= Selected excerpt =

Using Intel Optane DC persistent memory mode, larger datasets needed for gradient boosting models could be placed in memory, with little or no performance degradation, at reduced costs. The performance gain was up to 18%.
Faster AI Inference with Intel® AVX-512 VNNI
Neural networks require several matrix manipulations, which may be realized using MAC instructions. In the previous generation of Intel Xeon Scalable processors, multiplying two 8-bit (INT8) values and accumulating the result to 32 bits required three instructions. In the latest generation of Intel Xeon Scalable processors, this is done in one instruction. This instruction count reduction represents a performance gain, which is accomplished by having simultaneous execution of the MAC instructions on both port 0 and 5 of the execution pipeline (Figure 5).
Currently, Intel® compilers support VNNI instructions through intrinsics and inline assembly only. For users intending to leverage VNNI capabilities without using intrinsics or assembly, Intel® Math Kernel Library for Deep Neural Networks (Intel® MKL-DNN) and BigDL are the recommended alternatives.
Intel MKL-DNN is a collection of highly optimized DL primitives for traditional HPC environments, while BigDL (powered by Intel MKL-DNN) provides similar optimized DL capabilities for big data users in Apache Spark*.

= Exercises =
• 1. In the excerpt on Intel Xeon features, how many instructions did the previous generation need to multiply two INT8 values and accumulate the result to 32 bits?
• 2. Revise the excerpt on Intel Xeon features between "Using Intel Optane" and "pipeline (Figure 5).", inclusive, changing "Neural networks" to "Deep learning models".
• 3. Please extend the excerpt on Intel Xeon features, picking up after its last sentence.

= Extracted data =

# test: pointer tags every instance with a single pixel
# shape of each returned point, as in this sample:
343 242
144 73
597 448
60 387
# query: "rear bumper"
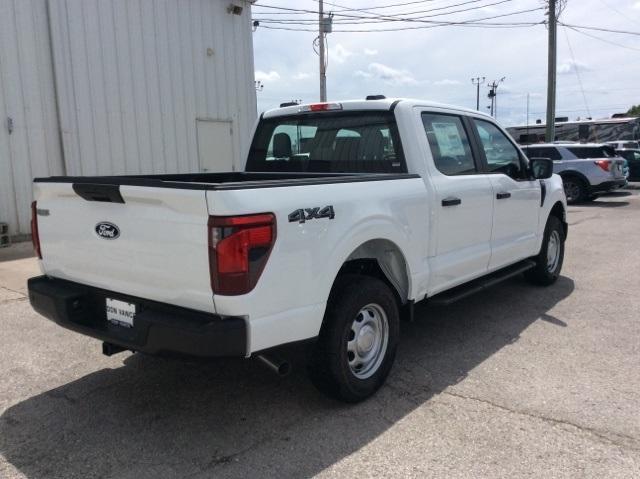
158 328
608 186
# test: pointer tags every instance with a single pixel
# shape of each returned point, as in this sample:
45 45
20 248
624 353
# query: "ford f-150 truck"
346 214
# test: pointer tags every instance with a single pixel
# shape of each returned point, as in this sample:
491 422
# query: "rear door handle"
451 201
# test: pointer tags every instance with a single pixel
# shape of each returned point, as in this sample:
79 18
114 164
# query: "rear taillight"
35 236
604 164
239 247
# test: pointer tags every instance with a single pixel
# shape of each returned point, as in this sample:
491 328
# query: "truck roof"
385 104
565 145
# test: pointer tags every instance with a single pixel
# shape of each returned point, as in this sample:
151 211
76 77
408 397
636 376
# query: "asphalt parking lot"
519 382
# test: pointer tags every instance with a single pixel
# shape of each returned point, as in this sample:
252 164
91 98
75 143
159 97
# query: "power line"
400 14
378 7
600 29
610 7
378 16
601 39
400 17
435 23
393 18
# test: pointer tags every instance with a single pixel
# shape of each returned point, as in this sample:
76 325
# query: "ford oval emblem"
107 230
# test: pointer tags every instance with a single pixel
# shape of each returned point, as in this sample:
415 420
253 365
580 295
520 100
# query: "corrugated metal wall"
27 98
134 75
131 76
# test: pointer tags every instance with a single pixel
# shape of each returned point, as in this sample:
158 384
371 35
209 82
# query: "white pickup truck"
345 216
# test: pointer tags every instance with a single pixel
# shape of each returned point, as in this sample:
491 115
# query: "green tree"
634 110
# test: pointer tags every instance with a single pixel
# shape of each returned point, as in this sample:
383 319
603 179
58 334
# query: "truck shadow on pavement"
233 418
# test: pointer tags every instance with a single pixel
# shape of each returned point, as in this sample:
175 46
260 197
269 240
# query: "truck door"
516 197
462 211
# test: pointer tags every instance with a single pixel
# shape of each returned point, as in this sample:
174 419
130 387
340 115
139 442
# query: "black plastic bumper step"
480 284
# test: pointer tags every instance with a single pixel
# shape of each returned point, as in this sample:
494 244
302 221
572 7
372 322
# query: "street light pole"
551 72
477 82
321 34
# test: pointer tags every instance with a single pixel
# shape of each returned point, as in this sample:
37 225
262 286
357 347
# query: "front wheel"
357 343
549 260
574 189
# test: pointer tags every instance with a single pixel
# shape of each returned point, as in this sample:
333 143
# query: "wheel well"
576 175
559 212
380 259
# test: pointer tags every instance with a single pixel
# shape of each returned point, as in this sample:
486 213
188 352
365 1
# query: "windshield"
345 142
586 152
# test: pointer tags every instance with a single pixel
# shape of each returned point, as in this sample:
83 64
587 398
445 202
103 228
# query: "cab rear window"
344 142
586 152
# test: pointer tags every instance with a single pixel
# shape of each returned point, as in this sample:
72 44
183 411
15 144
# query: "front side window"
449 144
587 152
543 152
502 156
342 142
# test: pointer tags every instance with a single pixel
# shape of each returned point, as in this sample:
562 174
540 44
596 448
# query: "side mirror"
541 168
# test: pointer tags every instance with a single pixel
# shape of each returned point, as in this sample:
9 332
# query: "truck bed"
226 181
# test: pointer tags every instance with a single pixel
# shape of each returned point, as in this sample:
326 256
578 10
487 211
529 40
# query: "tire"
549 260
347 365
574 189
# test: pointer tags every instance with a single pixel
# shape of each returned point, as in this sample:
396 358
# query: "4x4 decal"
316 213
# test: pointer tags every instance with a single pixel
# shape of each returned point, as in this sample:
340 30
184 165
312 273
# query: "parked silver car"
624 144
587 169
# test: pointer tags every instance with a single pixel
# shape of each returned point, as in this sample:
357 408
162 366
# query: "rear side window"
586 152
543 152
449 144
502 156
345 142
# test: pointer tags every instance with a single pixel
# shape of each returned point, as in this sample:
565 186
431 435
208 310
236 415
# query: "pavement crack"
622 441
13 291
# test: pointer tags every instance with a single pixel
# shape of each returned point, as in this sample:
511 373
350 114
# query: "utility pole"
477 82
551 72
493 95
321 43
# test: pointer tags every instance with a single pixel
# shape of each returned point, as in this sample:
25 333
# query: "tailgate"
154 245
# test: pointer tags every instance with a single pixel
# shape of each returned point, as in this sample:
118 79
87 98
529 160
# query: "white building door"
215 145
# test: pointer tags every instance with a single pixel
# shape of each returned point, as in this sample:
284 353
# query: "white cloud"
389 74
571 66
362 74
447 82
266 77
339 53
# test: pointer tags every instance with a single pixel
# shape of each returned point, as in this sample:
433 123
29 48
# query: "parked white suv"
587 169
345 216
624 144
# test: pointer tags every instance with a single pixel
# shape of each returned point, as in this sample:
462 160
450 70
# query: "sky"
596 76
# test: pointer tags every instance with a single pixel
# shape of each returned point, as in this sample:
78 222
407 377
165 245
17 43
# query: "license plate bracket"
120 312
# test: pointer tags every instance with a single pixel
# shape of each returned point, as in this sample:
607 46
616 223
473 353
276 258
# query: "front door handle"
451 201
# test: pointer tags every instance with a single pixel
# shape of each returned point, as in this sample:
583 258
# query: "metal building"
100 87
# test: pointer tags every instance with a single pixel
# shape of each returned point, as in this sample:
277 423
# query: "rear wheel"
358 339
549 260
574 189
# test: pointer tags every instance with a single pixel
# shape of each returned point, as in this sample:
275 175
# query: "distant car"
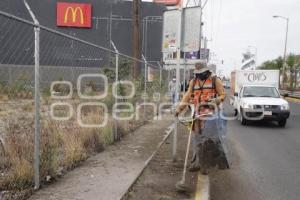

= Task responses =
• 1. Three instructions.

• 2.
Using Intel Optane DC persistent memory mode, larger datasets needed for gradient boosting models could be placed in memory, with little or no performance degradation, at reduced costs. The performance gain was up to 18%.
Faster AI Inference with Intel® AVX-512 VNNI
Deep learning models require several matrix manipulations, which may be realized using MAC instructions. In the previous generation of Intel Xeon Scalable processors, multiplying two 8-bit (INT8) values and accumulating the result to 32 bits required three instructions. In the latest generation of Intel Xeon Scalable processors, this is done in one instruction. This instruction count reduction represents a performance gain, which is accomplished by having simultaneous execution of the MAC instructions on both port 0 and 5 of the execution pipeline (Figure 5).

• 3.
Caffe* 1.1.3 optimized with Intel MKL-DNN gives 14x better inference throughput on a dual-socket Intel® Xeon® Platinum 8280 processor and 30x better inference throughput on a dual-socket Intel Xeon Platinum 9282 processor, in comparison to the previous-generation Intel Xeon Scalable processors.
A similar study with Intel Xeon Platinum 9282 processor for Caffe ResNet-50* demonstrated better inference throughput than NVIDIA* GPUs (Figure 6). Other popular frameworks like Chainer*, DeepBench*, PaddlePaddle*, and PyTorch* also use Intel MKL-DNN for better performance.
HPC Application Performance on Intel Xeon Scalable Processors
The increased core count and higher bandwidth available on Intel Xeon Scalable 8200 and 9200 processors provide substantial gain for HPC applications. Performance gains are shown for industry standard benchmarks in Figure 7, and for real-world applications in Figure 8.
LAMMPS* and GROMACS* benefit from AVX-512, higher core count, and hyperthreading. The higher available bandwidth on Intel Xeon Scalable processors shows a positive gain for memory bandwidth-bound codes like OpenFOAM*, WRF*, and NEMO*
Improving HPC, AI, and Analytics Application Performance
New hardware features in the latest Intel Xeon Scalable processors enable developers to improve performance for a wide variety of HPC, AI, and analytics applications. Intel continues to innovate in processor technologies. The upcoming Cooper Lake architecture will introduce bfloat 16 for enhanced AI training support. Also, Intel recently released 10th-generation Intel® Core™ processors on 10nm, delivering better performance and density improvements.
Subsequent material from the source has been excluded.